BEGIN

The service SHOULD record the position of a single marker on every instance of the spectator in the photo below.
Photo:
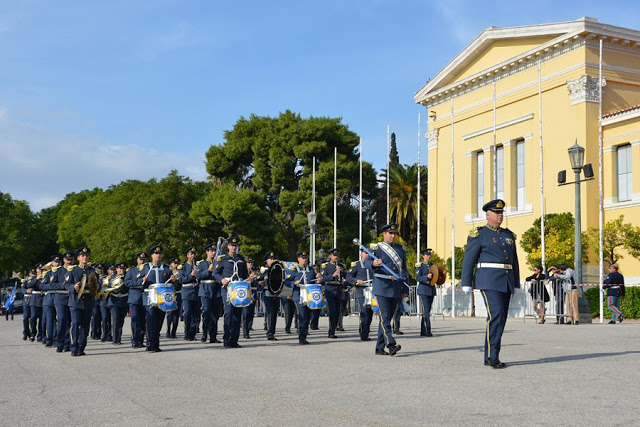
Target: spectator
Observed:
(614, 283)
(538, 291)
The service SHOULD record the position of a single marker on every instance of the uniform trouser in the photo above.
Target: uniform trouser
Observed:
(172, 321)
(232, 320)
(50, 325)
(571, 303)
(26, 316)
(304, 316)
(107, 323)
(397, 314)
(333, 306)
(272, 307)
(497, 304)
(289, 312)
(614, 306)
(96, 322)
(155, 319)
(64, 325)
(366, 316)
(138, 324)
(248, 313)
(35, 322)
(210, 315)
(387, 306)
(80, 323)
(315, 318)
(425, 325)
(117, 321)
(190, 318)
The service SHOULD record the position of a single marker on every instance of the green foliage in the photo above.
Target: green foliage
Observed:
(268, 162)
(559, 241)
(629, 305)
(615, 235)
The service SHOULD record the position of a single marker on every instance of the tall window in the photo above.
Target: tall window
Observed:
(520, 173)
(480, 182)
(500, 172)
(625, 182)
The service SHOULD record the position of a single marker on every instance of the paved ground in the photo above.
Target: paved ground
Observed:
(558, 375)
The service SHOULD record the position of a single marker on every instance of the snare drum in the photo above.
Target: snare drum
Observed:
(239, 294)
(314, 297)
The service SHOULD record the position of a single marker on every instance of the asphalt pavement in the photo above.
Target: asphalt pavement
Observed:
(557, 375)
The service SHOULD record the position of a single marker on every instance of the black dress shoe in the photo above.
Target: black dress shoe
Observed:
(393, 349)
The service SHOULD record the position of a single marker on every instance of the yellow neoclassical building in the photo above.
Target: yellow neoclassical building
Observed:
(503, 113)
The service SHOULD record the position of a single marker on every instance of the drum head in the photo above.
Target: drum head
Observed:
(276, 278)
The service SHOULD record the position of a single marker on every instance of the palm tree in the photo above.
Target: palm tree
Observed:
(403, 198)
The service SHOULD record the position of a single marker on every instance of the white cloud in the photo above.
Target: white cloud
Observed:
(41, 165)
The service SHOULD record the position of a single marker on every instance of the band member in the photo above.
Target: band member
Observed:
(174, 316)
(248, 312)
(361, 277)
(156, 272)
(189, 292)
(271, 301)
(302, 275)
(81, 301)
(333, 277)
(386, 287)
(96, 316)
(133, 281)
(117, 302)
(49, 324)
(491, 252)
(229, 267)
(210, 295)
(105, 309)
(426, 290)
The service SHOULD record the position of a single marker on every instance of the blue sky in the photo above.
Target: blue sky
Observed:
(95, 92)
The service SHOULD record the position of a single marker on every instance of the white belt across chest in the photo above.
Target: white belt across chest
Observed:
(494, 265)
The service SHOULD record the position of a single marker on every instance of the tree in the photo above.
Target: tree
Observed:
(403, 197)
(615, 235)
(266, 163)
(559, 241)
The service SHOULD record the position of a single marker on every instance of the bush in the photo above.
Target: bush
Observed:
(630, 305)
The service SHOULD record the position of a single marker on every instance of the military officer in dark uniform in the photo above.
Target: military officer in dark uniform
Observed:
(491, 251)
(271, 301)
(155, 272)
(426, 290)
(210, 295)
(303, 274)
(105, 311)
(386, 287)
(231, 267)
(81, 301)
(133, 282)
(189, 292)
(361, 277)
(333, 278)
(117, 302)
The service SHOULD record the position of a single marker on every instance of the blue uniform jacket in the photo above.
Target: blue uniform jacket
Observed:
(86, 300)
(360, 272)
(424, 283)
(486, 244)
(189, 283)
(333, 285)
(208, 290)
(383, 286)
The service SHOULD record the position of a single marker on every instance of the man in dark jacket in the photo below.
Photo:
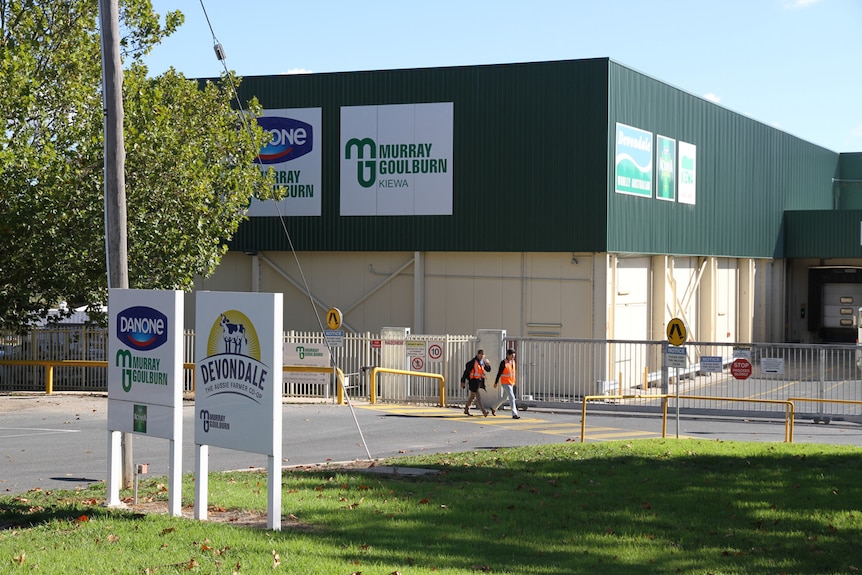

END

All of the entries need to be retyped word for word, pictures excluded.

The service SHOULD record the position of a single marker on every instance of the spectator in the photo below.
Photo:
Target: spectator
Observed:
(614, 283)
(538, 291)
The service SHOULD record the position of a single marker on every instance of the uniform trouser in the photo above.
Target: uniform trouser
Observed:
(172, 321)
(232, 320)
(50, 325)
(571, 303)
(26, 316)
(304, 316)
(107, 323)
(397, 314)
(333, 306)
(272, 307)
(497, 304)
(289, 312)
(614, 306)
(96, 322)
(155, 319)
(64, 325)
(366, 316)
(138, 324)
(248, 313)
(35, 322)
(210, 315)
(387, 306)
(80, 323)
(315, 318)
(425, 325)
(117, 321)
(190, 318)
The service SHOULD record the position of a single marker on every instance of the green foliage in the photo above.
Target: green foliage
Observed:
(268, 162)
(559, 241)
(629, 305)
(615, 235)
The service SHOULD record the position of a single marker on every instance of the tall window in the photo above.
Target: tall window
Observed:
(520, 173)
(480, 182)
(500, 172)
(625, 182)
The service SHOULD record the position of a single marker on every instance of the paved ground in the photo above.
Target: paved ground
Observed:
(558, 375)
The service SHOULD record the position of a single marker on every instance of the snare drum in the photo above.
Target: snare drum
Observed:
(239, 294)
(314, 297)
The service SHOULD record the position of a single marker on every instance of the asphalt pavement in the photo above.
Target: asphalt pavement
Observed:
(557, 375)
The service SHOULD record the position of a single marker on every instance of the black dress shoe in the photo above.
Target: black dress shoe
Observed:
(393, 349)
The service SHOULD record the position of a single marker on every instance of the yellow neoclassical building in the photo above.
Target: yellow neoclassical building
Observed:
(503, 113)
The service SHOULD record the position of a single marker on every instance of the drum head in the photo above.
Target: drum head
Observed:
(276, 278)
The service SHOULD record the position of a single marker on every instance of the palm tree in the photo above.
Target: palm tree
Observed:
(403, 198)
The service SHOULD record the position of a single marker on every instance of the white cloud in the photo above.
Target: white cloud
Observed:
(41, 165)
The service SHOULD record the position of a single marker on every instance of the band member in the photo above.
Target: band member
Observed:
(174, 316)
(248, 312)
(361, 277)
(156, 272)
(189, 292)
(271, 301)
(302, 275)
(81, 301)
(333, 277)
(386, 287)
(96, 316)
(133, 281)
(117, 302)
(49, 324)
(491, 252)
(229, 267)
(210, 295)
(105, 309)
(426, 290)
The service SHOULD record the position of a single marker on every instance of the blue sky in the photo above.
Target: blue sky
Observed:
(95, 92)
The service SHOULD record the position of a single marker on every instance of the white belt across chest in the photo above.
Target: white belt across chest
Observed:
(494, 265)
The service SHOULD record the position of a single marker on every instance of the tree in the photo above.
Target: tree
Observed:
(403, 197)
(615, 235)
(266, 163)
(559, 241)
The service SHOULD record the position of a single marker on every instance of the bush in the photo above.
Target: bush
Observed:
(630, 305)
The service SHOULD record the position of a single marker on every instance of the military officer in dark uniform in the photo above.
Target: military officer in dark uniform
Observed:
(491, 251)
(271, 301)
(155, 272)
(426, 290)
(210, 295)
(303, 274)
(105, 311)
(386, 287)
(231, 267)
(81, 301)
(133, 282)
(189, 292)
(361, 277)
(333, 278)
(117, 302)
The service SHOULD record the position of a single marker on every instance of the blue uniform jacket in the photo above.
Target: blue uniform jacket
Observed:
(86, 300)
(360, 272)
(424, 283)
(486, 244)
(189, 283)
(333, 285)
(208, 290)
(383, 286)
The service SHOULD record the position of a single marker on every instance of the man in dark jacket in the photo below.
Photo:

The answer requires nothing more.